> WORK INSTRUCTIONS:
a. Repeat everything in the TQAF Layer 2 page from "The TopEventSelection package" down to "other TMVA-based MVA.", word for word.
b. Reproduce everything in the listing from the line containing "Query: volcanic rock formation" down to the end of the listing, including both of those ends.

TQAF Layer 2

Complete:

Introduction

The TQAF Layer 2 is the major top specific working layer based on PAT (TQAF Layer 1) objects. It offers tools for top analyses with the aim to resolve the topology of single top events and top anti-top events in all possible decay channels. At the moment development is driven by the analysis of top anti-top events in the semi-leptonic decay channel. An extension to the full leptonic decay channel is planned to be implemented soon and an extension to the full hadronic channel in analogy to the others should be straight forward. The user should keep in mind that the TQAF subsystem as well as the PAT has the aim to collect tools suitable for top analyses to solve technical and programming issues in order to get people into the physics problems as quick as possible. It does not do the analysis nor does it restrict the user's freedom in configuring, adapting, changing or extending existing implementations according to his/her needs. In some cases (like the choice/implementation of new variables for MVA methods or the choice/implementation of new constraints for the kinematic fit) users are especially encouraged actively to adapt the code according to his/her needs. Descriptions on how to do this are provided below.

In the following the most important tools of the TQAF Layer 2 are described. Their main purpose is to be used (in a fully configurable way) within the full framework their outputs being interfaced as EventHypotheses and corresponding meta information to a flexible comprising structure like the TtSemiLeptonicEvent, which may be made persistent and used within FWLite in later analysis steps. The tools are fully modularized such that they may be used standalone within the full framework though. If you like to contribute to the further development of one or the other tool or even would like to add new ones your help is appreciated. Please contact Roger Wolf then.

Kinematic Fit

Contact person Sebastian Naumann

This section will describe the interface to the kinematic fit. It still has to be added. In case of questions don't hesitate to ask Sebastian...

Description

Structure

Access

Production

Event Selection (MVA based)

Contact person Manuel Renz

Description

The TopEventSelection package allows to separate "signal" and "background" events using the MVA package developed by Christophe Saout. In the default implementation TTbar(semileptonic muon channel) events are separated from W+jets events using a Likelihood-Ratio with 10 input-variables. Besides the default the user can utilize any other process as "signal" or "background", implement his own input-variables and switch to Neural-Networks or any other TMVA-based MVA.

Structure

There are two main classes in TopEventSelection:

• TraintreeSaver responsible for the production of training-trees
• TtSemiLepSignalSelMVAComputer responsible for the calculation of the final MVA-Output

Two further classes are responsible for the calculation of the input-variables and their transfer to the MVA-Trainer:

• TtSemiLepSignalSel
• TtSemiLepSignalSelEval

Access

In case you want to use the default implementation, you have to run TQAFLayer2 on your input files to get TQAFLayer2 output. Therein the likelihood-output branch is named

double_findTtSemiLepSignalSelMVA_DiscSel_TQAF

and can easily be accessed in your Analyzer. Note: The likelihood-output for events which do not pass the event selection criteria is set to -1. All other events have outputs between 0 and 1, where background events accumulate next to 0 and signal events next to 1.

Entries from a pointing dataset
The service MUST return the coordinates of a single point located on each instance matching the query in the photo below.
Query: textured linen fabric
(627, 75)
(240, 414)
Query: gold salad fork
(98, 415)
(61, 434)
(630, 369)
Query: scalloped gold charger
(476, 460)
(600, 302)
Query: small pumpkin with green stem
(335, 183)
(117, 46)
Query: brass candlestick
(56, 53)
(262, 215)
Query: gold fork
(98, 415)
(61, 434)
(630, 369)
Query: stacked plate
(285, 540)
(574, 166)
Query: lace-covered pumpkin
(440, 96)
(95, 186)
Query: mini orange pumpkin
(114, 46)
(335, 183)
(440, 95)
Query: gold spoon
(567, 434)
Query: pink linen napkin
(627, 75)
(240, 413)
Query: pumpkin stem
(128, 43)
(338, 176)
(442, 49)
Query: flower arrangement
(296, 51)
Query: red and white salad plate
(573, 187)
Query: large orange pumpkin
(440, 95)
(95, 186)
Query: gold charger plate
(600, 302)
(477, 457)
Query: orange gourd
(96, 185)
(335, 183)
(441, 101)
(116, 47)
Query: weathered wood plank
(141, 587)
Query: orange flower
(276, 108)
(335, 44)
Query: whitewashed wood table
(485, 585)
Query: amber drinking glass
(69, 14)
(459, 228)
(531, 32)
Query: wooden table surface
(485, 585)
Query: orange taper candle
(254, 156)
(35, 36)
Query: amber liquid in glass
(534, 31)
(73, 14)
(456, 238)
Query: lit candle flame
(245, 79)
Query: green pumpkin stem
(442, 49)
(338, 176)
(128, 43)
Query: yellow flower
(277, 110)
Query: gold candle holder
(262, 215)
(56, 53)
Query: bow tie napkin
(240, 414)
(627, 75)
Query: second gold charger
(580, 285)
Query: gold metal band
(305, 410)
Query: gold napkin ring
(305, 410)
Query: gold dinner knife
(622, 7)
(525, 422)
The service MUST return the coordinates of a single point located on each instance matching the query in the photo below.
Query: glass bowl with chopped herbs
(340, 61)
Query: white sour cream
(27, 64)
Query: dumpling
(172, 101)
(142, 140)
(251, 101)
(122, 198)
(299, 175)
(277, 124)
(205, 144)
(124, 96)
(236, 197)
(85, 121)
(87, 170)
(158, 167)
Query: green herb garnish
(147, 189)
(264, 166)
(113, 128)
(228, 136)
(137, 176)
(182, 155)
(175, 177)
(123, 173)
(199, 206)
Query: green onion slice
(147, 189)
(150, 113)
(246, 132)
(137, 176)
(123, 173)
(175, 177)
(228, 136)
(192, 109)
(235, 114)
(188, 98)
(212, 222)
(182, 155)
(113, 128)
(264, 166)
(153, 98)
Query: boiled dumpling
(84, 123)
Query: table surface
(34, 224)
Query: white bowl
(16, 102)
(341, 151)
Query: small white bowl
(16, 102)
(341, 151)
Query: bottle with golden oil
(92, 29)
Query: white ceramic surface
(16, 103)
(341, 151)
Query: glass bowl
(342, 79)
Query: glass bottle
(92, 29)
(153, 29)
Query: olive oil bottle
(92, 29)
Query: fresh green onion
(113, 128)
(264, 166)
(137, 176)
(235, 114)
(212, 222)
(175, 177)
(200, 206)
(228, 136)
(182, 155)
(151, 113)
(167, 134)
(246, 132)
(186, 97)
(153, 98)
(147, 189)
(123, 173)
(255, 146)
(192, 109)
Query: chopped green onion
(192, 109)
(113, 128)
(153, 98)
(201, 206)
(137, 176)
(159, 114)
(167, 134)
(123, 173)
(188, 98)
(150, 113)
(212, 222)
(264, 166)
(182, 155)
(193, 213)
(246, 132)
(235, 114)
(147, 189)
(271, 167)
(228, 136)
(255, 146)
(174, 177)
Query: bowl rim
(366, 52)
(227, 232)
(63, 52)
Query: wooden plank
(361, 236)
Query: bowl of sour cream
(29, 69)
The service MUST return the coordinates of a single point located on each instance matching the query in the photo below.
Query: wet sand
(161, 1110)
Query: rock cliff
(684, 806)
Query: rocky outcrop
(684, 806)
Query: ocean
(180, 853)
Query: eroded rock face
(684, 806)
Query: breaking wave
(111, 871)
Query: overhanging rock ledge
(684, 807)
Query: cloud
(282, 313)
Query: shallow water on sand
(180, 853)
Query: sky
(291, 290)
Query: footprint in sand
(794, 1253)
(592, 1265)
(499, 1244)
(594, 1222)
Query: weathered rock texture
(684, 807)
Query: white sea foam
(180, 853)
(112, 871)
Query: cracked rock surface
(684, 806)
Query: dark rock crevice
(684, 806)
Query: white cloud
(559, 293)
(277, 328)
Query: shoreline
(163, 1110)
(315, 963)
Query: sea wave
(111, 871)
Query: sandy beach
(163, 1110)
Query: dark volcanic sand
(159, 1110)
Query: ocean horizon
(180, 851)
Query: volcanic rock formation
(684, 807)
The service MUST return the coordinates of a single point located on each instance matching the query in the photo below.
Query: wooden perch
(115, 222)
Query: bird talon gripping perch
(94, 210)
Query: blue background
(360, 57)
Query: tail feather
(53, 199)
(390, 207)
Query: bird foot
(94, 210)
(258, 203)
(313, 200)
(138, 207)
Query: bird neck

> ANSWERS TO THE EXERCISE:
a.
The TopEventSelection package allows to separate "signal" and "background" events using the MVA package developed by Christophe Saout. In the default implementation TTbar(semileptonic muon channel) events are separated from W+jets events using a Likelihood-Ratio with 10 input-variables. Besides the default the user can utilize any other process as "signal" or "background", implement his own input-variables and switch to Neural-Networks or any other TMVA-based MVA.

b.
Query: volcanic rock formation
(684, 807)
The service MUST return the coordinates of a single point located on each instance matching the query in the photo below.
Query: wooden perch
(115, 222)
Query: bird talon gripping perch
(94, 210)
Query: blue background
(360, 57)
Query: tail feather
(53, 199)
(390, 207)
Query: bird foot
(94, 210)
(258, 203)
(313, 200)
(138, 207)
Query: bird neck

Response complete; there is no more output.